- [DIRECTIONS FOR THIS TASK]: Reproduce the records below in full, substituting "outline" for every occurrence of "mask" and leaving everything else unchanged. Omit the pictures from your reproduction.

- [RECORDS FOR THIS TASK]:
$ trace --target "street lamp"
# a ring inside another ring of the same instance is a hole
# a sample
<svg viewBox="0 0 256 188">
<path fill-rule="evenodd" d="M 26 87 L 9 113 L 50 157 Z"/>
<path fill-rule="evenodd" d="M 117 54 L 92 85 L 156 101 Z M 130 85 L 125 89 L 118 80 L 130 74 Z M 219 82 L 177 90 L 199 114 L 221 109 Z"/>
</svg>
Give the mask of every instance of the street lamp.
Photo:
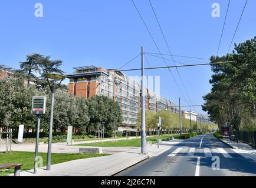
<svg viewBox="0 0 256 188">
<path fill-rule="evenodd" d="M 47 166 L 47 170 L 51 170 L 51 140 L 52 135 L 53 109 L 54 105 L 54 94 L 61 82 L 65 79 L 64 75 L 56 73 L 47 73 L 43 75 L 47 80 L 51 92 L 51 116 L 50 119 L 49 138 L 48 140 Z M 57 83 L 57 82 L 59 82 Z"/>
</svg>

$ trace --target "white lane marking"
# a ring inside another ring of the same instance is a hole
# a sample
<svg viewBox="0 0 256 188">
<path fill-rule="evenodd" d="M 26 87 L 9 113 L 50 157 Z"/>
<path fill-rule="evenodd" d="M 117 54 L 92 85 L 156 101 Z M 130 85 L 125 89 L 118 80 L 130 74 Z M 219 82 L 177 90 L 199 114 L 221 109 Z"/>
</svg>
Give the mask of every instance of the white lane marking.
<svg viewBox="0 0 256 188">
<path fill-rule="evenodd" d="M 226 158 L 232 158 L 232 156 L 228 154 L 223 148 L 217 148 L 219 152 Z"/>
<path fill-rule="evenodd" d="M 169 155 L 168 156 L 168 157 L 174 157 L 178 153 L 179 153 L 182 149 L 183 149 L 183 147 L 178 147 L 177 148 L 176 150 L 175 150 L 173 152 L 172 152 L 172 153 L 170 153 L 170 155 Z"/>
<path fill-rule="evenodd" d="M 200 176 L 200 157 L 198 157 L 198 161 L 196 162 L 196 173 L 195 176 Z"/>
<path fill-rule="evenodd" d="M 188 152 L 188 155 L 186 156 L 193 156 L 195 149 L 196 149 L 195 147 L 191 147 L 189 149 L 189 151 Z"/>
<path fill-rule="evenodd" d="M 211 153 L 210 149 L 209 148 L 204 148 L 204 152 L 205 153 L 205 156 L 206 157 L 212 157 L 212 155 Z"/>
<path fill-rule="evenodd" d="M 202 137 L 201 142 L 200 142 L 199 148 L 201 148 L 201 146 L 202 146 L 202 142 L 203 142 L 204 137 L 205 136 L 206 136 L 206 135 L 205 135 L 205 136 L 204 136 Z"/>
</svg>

- [FINISHED EXERCISE]:
$ trace --target "street lamp"
# a ring inside another ring of the same instance is a hole
# a sample
<svg viewBox="0 0 256 188">
<path fill-rule="evenodd" d="M 26 87 L 9 113 L 50 157 Z"/>
<path fill-rule="evenodd" d="M 117 54 L 92 85 L 156 101 Z M 130 85 L 125 89 L 118 80 L 130 74 Z M 219 82 L 177 90 L 199 114 L 221 109 Z"/>
</svg>
Give the outline of every instance of the street lamp.
Photo:
<svg viewBox="0 0 256 188">
<path fill-rule="evenodd" d="M 47 166 L 47 170 L 51 170 L 51 140 L 52 135 L 53 109 L 54 105 L 54 94 L 61 82 L 65 79 L 64 75 L 56 73 L 47 73 L 43 75 L 47 80 L 51 92 L 51 116 L 50 119 L 49 138 L 48 140 Z M 57 83 L 57 82 L 59 82 Z"/>
</svg>

$ trace --target "white lane marking"
# a ring inside another ring of the same instance is a hole
# a sample
<svg viewBox="0 0 256 188">
<path fill-rule="evenodd" d="M 26 87 L 9 113 L 50 157 Z"/>
<path fill-rule="evenodd" d="M 117 54 L 92 85 L 156 101 Z M 130 85 L 125 89 L 118 80 L 130 74 Z M 219 82 L 177 90 L 199 114 L 221 109 Z"/>
</svg>
Give the outline of every instance of the white lane marking.
<svg viewBox="0 0 256 188">
<path fill-rule="evenodd" d="M 226 158 L 232 158 L 232 156 L 228 154 L 223 148 L 217 148 L 219 152 Z"/>
<path fill-rule="evenodd" d="M 169 155 L 168 156 L 168 157 L 174 157 L 178 153 L 179 153 L 182 149 L 183 149 L 183 147 L 178 147 L 177 148 L 176 150 L 175 150 L 173 152 L 172 152 L 172 153 L 170 153 L 170 155 Z"/>
<path fill-rule="evenodd" d="M 200 176 L 200 157 L 198 157 L 198 161 L 196 162 L 196 173 L 195 176 Z"/>
<path fill-rule="evenodd" d="M 188 152 L 188 155 L 186 156 L 193 156 L 195 149 L 196 149 L 195 147 L 191 147 L 189 149 L 189 151 Z"/>
<path fill-rule="evenodd" d="M 211 153 L 210 149 L 209 148 L 204 148 L 204 152 L 205 153 L 205 156 L 206 157 L 212 157 L 212 155 Z"/>
<path fill-rule="evenodd" d="M 202 137 L 201 142 L 200 142 L 199 148 L 201 148 L 201 146 L 202 146 L 202 142 L 203 142 L 204 137 L 205 136 L 206 136 L 206 135 L 205 135 L 205 136 L 204 136 Z"/>
</svg>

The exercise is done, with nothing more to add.